• _Stored data_:
•••
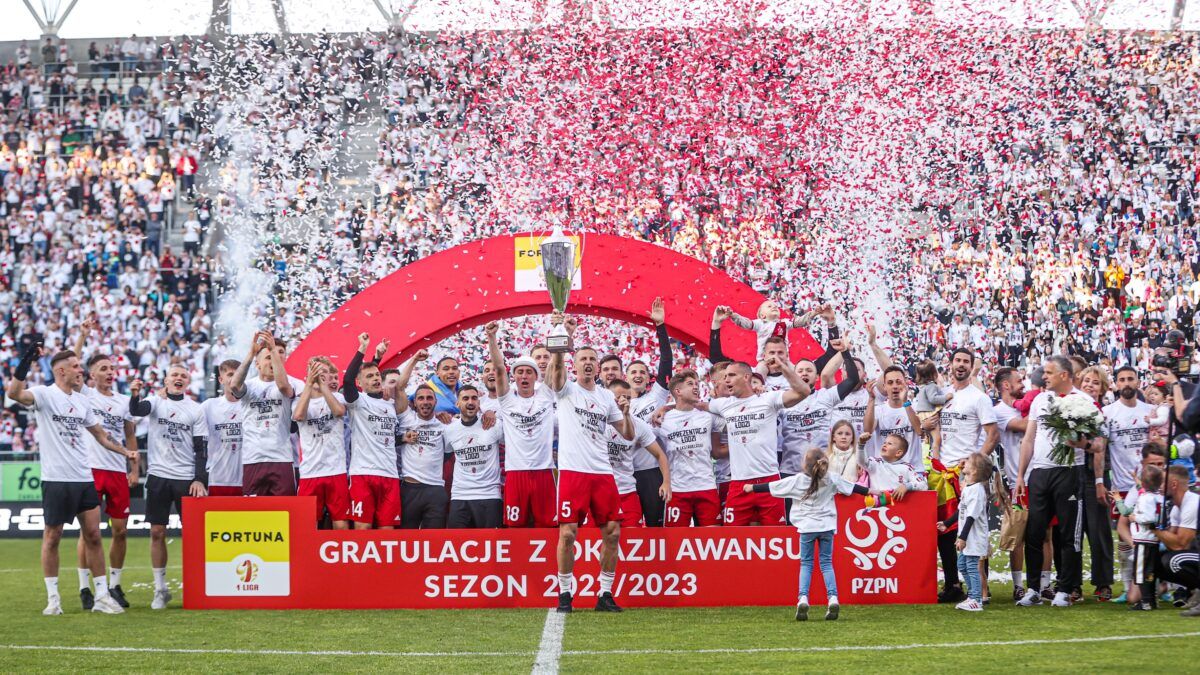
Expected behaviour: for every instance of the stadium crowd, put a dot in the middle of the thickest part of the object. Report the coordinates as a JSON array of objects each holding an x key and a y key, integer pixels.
[{"x": 1038, "y": 201}]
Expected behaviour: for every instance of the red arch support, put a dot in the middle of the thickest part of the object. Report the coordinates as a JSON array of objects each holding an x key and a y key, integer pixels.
[{"x": 469, "y": 285}]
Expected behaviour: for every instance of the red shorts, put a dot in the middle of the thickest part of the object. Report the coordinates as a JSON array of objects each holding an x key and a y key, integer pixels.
[
  {"x": 703, "y": 505},
  {"x": 529, "y": 499},
  {"x": 631, "y": 511},
  {"x": 331, "y": 493},
  {"x": 587, "y": 494},
  {"x": 225, "y": 490},
  {"x": 113, "y": 488},
  {"x": 743, "y": 508},
  {"x": 375, "y": 500}
]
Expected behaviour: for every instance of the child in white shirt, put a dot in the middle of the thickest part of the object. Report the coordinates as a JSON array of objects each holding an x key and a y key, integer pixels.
[
  {"x": 815, "y": 518},
  {"x": 972, "y": 541}
]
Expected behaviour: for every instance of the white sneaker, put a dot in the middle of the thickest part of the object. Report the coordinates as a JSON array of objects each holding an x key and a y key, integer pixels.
[
  {"x": 160, "y": 599},
  {"x": 1031, "y": 598},
  {"x": 53, "y": 607},
  {"x": 107, "y": 604}
]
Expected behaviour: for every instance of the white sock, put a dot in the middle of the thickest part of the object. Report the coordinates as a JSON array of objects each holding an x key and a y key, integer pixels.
[{"x": 606, "y": 579}]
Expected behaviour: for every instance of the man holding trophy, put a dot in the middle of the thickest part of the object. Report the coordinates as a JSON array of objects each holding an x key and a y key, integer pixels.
[{"x": 586, "y": 483}]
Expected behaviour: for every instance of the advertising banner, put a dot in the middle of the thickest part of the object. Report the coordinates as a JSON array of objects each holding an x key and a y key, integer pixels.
[{"x": 265, "y": 553}]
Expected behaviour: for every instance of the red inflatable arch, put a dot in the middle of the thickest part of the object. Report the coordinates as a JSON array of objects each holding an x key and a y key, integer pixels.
[{"x": 475, "y": 282}]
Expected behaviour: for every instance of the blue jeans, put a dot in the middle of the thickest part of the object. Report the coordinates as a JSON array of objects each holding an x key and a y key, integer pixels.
[
  {"x": 826, "y": 542},
  {"x": 969, "y": 568}
]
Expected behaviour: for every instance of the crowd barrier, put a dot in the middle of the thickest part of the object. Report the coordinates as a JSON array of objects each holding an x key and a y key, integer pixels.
[{"x": 267, "y": 553}]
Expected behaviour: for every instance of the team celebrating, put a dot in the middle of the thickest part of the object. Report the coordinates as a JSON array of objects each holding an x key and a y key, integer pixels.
[{"x": 595, "y": 442}]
•••
• _Instructions for the task_: Edit the whole listing above so that every "thickest part" becomes "widest part", keeping everything else unchanged and leaving the pictures out of your answer.

• _Reply_:
Expected behaviour: for every instance of the stadium crowd, put a dot in the middle of the widest part of the object. Report the coordinates as a JSON array of objects each holding an x key and a y key, integer pixels.
[{"x": 1038, "y": 201}]
Expected behaviour: for every instance of the red arch support, put a dot in the middle of the widest part of the object. Report the coordinates as a JSON array of objects each holding an x key and a y key, integer pixels.
[{"x": 469, "y": 285}]
Expected behaviour: for every instance of the red shorts, put a dot in the middle of the widest part of the object. Report the coordinates as a JSON array of objects each holding an x key and a y key, integer pixels.
[
  {"x": 703, "y": 505},
  {"x": 529, "y": 499},
  {"x": 631, "y": 511},
  {"x": 331, "y": 493},
  {"x": 587, "y": 494},
  {"x": 225, "y": 490},
  {"x": 113, "y": 488},
  {"x": 743, "y": 508},
  {"x": 375, "y": 500}
]
Expected behaviour: for every instance of the child in white shirt, put a dot in the middle of the widest part of the object. Report the coordinates as a JSON array of objects each holding an x key and a y key, integer pixels.
[
  {"x": 815, "y": 518},
  {"x": 972, "y": 541}
]
Expected behaviour: for every instance of the white sneaker, put a dot in the middle of the widest part of the object. Report the coordinates as a JSON array of objects each holding an x key and a y key, integer pixels.
[
  {"x": 160, "y": 599},
  {"x": 1031, "y": 598},
  {"x": 53, "y": 607},
  {"x": 107, "y": 604}
]
Expected behaviour: for every instance of the white sock, put a dot in the middle of the widest part of the object. Report the coordinates as a JSON array of objects each holding an x key and a y key, integer pixels.
[{"x": 606, "y": 579}]
Expected behaviour: for every instance of the man holding trophy, put a dot in the middle of the widest part of the object. Report the coordinates as a JSON array of objects each holding an x key and a y key, integer pixels.
[{"x": 586, "y": 483}]
Expected behaviour: for every instance of the advertising banner, put a dot in the middle of the widest part of the object. Report the coordinates as a JSON array of objects each holding an x key and a y key, integer pixels.
[{"x": 265, "y": 553}]
Expected behaviour: for every instance of the red inflatable arch, put a dot in the middle of the widest part of the object. Report the coordinates as a JSON array of objects each holding an x key and a y key, integer pixels.
[{"x": 475, "y": 282}]
Expected behaviour: for every instance of the blue jeans, put a dot in the middle of the widest part of the object. Report the coordinates as a JSON array of objects each holding an x key and a y key, integer pixels.
[
  {"x": 826, "y": 542},
  {"x": 969, "y": 568}
]
Expected behaviour: for every instance of the crowd barrier, put a dot in the middle of the widest part of the object. Report the coordinates as a JSON array of objects each holding an x key and a y key, integer pixels.
[{"x": 267, "y": 553}]
Expected behaviour: for every instance of the team celebrating, put a dot in the middle of the widest part of the object. Report the coordinates as a JSON array of objects each holding an x key and a y key, integer pixels.
[{"x": 595, "y": 442}]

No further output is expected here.